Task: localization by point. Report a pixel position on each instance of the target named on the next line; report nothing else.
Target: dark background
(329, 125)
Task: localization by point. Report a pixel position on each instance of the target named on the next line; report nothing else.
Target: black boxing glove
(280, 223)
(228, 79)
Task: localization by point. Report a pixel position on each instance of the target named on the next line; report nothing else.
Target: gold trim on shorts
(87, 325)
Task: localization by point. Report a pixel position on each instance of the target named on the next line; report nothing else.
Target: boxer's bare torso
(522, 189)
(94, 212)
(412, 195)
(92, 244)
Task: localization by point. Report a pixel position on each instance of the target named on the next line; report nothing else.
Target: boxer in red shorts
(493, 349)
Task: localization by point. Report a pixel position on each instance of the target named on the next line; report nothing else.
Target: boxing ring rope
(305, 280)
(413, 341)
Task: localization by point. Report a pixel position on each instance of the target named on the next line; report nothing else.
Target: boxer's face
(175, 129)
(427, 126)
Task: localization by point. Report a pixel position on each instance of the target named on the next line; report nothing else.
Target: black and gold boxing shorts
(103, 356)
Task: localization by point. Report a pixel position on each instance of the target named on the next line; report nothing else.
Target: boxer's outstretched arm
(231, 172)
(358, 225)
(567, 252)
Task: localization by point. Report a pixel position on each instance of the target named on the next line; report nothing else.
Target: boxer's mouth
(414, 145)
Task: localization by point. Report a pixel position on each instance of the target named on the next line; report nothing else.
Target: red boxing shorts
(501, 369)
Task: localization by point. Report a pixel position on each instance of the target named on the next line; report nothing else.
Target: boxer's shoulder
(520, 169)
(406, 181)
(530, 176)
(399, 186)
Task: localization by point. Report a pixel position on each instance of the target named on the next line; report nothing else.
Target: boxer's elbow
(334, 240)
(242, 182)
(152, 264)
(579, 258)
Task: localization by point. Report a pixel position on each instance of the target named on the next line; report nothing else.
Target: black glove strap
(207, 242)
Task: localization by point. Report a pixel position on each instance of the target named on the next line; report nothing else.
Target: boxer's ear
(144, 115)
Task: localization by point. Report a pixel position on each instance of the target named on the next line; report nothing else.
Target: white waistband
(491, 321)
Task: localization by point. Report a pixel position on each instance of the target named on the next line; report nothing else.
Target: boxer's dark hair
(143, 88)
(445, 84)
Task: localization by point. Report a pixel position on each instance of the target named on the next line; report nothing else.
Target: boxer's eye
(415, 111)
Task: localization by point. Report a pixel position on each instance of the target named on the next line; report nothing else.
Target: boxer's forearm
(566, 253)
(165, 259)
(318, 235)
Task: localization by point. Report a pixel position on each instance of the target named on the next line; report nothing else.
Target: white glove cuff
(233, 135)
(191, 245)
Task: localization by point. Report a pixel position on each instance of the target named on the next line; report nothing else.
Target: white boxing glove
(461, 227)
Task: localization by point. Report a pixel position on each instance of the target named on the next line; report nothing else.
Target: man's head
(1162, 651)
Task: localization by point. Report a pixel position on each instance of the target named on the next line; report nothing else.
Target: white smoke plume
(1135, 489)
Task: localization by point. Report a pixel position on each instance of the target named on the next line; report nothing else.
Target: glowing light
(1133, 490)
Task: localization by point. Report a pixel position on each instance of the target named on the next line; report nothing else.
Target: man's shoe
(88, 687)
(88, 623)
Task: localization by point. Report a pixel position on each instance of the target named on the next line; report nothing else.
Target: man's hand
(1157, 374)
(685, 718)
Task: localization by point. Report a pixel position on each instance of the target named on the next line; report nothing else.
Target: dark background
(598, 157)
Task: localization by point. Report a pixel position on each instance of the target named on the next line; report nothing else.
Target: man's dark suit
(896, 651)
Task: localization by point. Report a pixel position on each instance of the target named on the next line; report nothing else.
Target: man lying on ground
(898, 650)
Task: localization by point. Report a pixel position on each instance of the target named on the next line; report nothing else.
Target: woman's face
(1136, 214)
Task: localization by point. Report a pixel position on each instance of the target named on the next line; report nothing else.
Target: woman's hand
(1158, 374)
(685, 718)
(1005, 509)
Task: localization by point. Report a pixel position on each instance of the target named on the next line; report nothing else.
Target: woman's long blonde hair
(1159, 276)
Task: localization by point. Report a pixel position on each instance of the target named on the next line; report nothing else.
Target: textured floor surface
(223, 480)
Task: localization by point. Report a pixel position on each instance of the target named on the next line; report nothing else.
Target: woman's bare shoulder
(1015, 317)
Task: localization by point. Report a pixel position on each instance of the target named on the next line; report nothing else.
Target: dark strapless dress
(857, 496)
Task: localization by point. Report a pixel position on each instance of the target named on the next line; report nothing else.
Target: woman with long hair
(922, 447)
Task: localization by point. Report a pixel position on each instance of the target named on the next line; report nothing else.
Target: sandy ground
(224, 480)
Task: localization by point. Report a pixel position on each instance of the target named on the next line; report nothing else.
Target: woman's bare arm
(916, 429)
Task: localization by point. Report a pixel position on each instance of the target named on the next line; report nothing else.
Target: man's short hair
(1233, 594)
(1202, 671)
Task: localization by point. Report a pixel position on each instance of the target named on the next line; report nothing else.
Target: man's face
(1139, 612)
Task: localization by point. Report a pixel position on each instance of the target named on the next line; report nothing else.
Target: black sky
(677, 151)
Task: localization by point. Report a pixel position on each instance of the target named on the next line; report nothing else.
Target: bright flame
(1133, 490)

● ● ●

Problem: Find every line in the rows above that contains the string "boxer", and copy each of those lines in full.

Completed task:
Target: boxer's bare torso
Target: boxer in red shorts
Target: boxer's face
Target: boxer's outstretched arm
Target: boxer's mouth
Target: boxer's shoulder
Target: boxer's elbow
Target: boxer's ear
Target: boxer's dark hair
Target: boxer's eye
Target: boxer's forearm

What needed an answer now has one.